[Detection examples]

——————

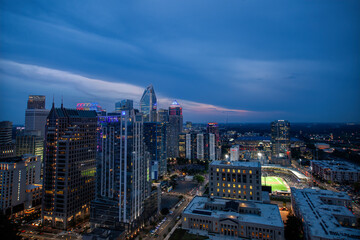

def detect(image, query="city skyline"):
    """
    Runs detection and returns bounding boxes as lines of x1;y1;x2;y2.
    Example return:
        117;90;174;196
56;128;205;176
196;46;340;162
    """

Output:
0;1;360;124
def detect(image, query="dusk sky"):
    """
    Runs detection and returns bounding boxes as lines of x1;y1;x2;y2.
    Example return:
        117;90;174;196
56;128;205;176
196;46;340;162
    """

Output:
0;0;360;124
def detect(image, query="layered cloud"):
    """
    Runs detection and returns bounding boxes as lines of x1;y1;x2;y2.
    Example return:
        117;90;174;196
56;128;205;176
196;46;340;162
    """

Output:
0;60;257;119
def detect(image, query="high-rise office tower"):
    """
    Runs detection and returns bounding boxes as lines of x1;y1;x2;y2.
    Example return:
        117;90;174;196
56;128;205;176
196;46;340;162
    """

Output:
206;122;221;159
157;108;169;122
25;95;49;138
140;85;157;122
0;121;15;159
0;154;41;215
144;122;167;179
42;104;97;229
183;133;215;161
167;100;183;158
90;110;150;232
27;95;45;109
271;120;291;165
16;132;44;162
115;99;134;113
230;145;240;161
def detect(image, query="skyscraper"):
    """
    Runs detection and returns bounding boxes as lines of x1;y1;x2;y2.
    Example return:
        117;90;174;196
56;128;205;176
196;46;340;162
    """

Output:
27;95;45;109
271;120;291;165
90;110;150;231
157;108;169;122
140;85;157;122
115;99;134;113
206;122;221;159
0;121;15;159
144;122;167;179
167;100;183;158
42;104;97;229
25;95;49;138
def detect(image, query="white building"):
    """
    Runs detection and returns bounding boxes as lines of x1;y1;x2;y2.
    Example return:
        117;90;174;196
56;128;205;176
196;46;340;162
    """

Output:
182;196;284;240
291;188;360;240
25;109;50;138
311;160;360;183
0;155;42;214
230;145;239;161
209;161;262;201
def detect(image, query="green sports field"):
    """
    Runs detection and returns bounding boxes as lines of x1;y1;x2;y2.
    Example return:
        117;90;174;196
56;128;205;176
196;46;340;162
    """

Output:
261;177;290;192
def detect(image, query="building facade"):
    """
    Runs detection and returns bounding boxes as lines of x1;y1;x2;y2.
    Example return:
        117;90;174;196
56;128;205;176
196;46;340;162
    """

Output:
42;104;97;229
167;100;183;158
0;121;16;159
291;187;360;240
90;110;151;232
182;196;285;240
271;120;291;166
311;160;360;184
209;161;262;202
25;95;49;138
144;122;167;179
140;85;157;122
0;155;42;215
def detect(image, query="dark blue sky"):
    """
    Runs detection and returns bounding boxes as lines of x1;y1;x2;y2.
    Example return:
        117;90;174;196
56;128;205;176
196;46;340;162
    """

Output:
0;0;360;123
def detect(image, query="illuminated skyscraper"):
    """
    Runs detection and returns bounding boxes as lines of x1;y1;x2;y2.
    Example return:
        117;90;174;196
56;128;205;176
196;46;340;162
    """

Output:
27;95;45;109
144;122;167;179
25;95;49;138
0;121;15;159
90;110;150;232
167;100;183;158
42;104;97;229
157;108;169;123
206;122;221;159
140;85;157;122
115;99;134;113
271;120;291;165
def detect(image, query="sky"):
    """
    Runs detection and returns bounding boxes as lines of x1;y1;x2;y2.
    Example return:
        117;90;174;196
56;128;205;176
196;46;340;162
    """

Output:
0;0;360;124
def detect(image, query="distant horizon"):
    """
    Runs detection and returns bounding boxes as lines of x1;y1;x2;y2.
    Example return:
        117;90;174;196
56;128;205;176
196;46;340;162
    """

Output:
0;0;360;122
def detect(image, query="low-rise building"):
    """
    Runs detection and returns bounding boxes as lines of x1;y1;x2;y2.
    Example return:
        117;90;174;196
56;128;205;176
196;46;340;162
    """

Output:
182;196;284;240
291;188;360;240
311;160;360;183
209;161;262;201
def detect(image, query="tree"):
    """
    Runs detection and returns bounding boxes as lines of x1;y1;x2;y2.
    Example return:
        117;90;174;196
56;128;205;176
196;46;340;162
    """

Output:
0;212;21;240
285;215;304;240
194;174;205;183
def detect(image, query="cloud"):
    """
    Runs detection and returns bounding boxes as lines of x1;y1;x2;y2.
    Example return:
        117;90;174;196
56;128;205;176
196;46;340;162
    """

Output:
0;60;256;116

——————

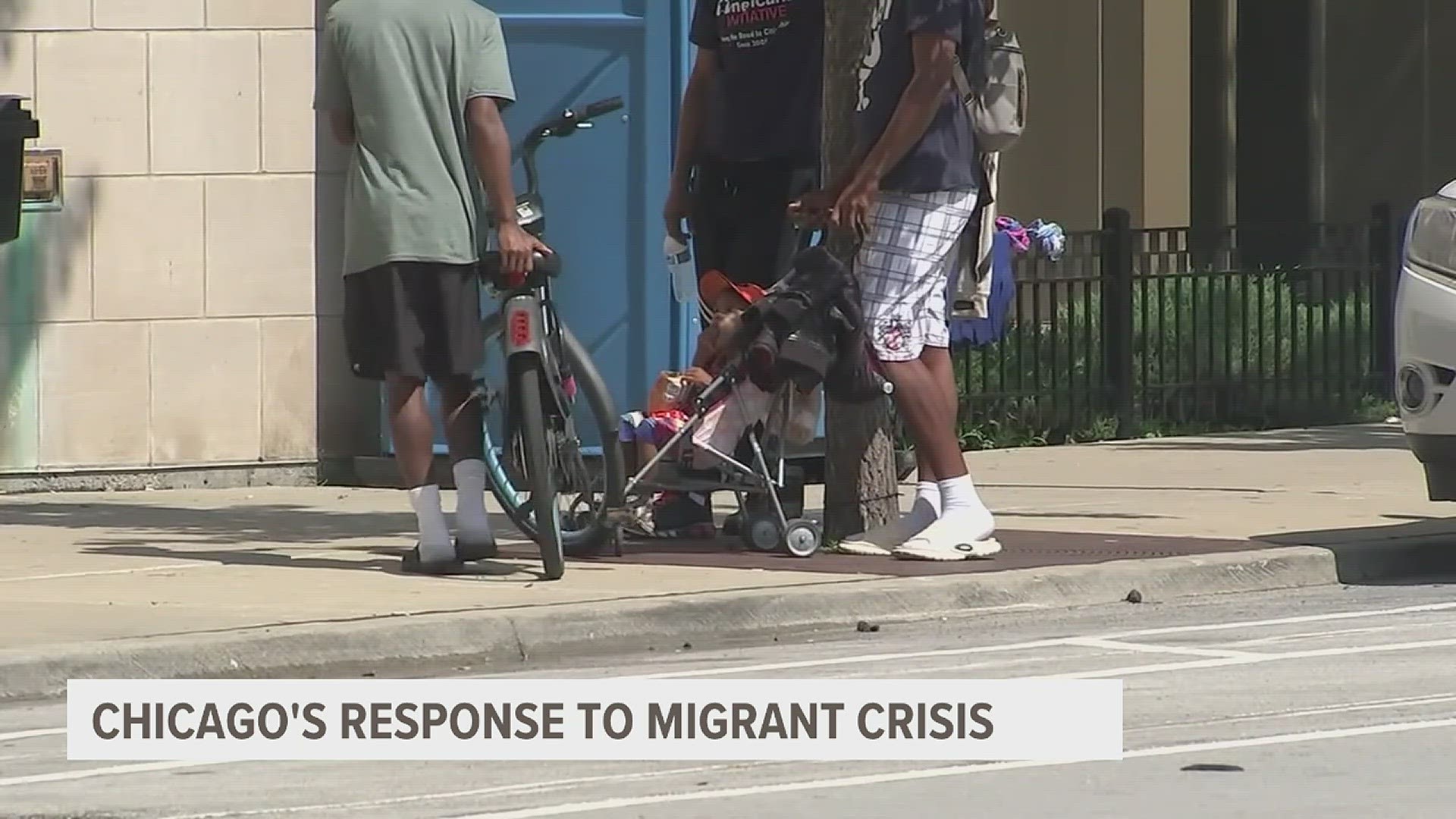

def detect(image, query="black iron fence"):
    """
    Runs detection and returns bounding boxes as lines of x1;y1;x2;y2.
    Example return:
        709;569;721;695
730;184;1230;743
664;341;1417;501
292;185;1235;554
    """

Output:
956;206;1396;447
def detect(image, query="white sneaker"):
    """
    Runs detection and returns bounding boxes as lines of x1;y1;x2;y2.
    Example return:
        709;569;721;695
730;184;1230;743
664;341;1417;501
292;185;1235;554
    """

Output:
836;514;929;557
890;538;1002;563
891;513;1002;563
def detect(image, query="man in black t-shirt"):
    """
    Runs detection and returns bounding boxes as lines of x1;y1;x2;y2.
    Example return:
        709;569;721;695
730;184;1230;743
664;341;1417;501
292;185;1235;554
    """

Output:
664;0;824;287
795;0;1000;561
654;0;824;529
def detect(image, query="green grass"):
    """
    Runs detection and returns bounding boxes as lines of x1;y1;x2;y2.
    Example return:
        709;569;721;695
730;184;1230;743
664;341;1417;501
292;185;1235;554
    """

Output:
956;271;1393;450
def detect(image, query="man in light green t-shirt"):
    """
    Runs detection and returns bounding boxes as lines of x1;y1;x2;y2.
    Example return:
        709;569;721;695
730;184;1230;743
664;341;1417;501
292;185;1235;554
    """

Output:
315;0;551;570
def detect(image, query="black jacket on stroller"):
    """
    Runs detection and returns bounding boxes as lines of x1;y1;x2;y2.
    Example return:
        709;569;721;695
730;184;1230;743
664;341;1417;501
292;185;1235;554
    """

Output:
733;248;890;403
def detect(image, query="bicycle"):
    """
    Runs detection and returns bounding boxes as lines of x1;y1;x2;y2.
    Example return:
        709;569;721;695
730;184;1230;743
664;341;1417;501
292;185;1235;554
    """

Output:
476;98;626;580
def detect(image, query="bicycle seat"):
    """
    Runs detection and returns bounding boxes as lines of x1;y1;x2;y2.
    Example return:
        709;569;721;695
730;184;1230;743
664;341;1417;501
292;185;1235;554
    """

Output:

——————

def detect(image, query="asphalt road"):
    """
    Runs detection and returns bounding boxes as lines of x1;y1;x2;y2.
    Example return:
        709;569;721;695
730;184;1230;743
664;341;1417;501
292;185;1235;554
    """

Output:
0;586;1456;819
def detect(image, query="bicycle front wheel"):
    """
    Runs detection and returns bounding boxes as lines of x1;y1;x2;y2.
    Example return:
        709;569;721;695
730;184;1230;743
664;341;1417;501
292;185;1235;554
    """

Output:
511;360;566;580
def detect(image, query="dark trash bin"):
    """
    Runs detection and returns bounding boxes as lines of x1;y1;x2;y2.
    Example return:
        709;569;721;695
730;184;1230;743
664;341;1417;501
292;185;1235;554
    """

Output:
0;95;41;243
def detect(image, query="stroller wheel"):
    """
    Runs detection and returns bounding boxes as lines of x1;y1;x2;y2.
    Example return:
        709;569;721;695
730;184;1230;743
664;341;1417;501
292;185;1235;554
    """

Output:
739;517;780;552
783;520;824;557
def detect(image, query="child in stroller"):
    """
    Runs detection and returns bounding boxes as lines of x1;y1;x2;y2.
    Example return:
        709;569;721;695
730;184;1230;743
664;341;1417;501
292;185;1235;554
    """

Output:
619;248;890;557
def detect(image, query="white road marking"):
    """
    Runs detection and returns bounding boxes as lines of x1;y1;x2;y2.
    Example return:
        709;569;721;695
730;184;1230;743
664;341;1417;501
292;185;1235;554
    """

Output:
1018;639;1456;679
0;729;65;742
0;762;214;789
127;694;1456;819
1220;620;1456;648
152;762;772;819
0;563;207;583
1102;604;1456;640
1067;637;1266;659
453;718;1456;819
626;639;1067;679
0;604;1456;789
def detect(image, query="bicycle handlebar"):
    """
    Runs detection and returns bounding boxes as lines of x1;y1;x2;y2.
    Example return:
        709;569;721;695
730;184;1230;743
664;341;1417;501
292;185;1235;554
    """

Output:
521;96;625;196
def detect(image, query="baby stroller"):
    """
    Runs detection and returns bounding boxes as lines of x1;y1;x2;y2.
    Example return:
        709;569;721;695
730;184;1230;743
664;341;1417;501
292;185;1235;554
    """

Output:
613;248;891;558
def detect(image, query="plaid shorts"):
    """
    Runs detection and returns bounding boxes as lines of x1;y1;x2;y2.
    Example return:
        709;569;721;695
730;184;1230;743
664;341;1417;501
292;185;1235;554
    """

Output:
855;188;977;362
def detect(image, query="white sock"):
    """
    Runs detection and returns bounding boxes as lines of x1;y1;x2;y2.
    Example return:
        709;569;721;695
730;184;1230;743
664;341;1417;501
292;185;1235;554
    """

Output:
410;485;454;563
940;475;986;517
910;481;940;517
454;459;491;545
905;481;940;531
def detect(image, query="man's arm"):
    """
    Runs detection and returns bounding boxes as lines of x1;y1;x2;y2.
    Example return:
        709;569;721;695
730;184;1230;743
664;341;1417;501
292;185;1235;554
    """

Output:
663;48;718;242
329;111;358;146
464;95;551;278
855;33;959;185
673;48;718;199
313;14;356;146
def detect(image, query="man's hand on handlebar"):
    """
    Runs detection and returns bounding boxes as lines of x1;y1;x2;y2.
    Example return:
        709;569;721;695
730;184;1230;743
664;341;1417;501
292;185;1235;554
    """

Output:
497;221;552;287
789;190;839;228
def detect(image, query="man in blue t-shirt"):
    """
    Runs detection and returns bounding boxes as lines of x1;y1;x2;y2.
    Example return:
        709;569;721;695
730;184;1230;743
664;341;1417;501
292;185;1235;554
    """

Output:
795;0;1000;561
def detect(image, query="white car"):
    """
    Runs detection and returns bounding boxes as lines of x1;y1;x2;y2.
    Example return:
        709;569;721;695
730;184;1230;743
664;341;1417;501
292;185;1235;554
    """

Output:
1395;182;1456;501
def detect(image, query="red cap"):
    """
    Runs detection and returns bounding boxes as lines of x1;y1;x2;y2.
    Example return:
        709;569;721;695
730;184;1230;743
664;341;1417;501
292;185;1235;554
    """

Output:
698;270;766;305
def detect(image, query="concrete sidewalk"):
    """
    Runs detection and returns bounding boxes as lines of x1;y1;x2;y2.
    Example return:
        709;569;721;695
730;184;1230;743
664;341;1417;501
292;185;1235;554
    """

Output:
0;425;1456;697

——————

How many lines in the rows above contain the string "blue"? Give only the number.

2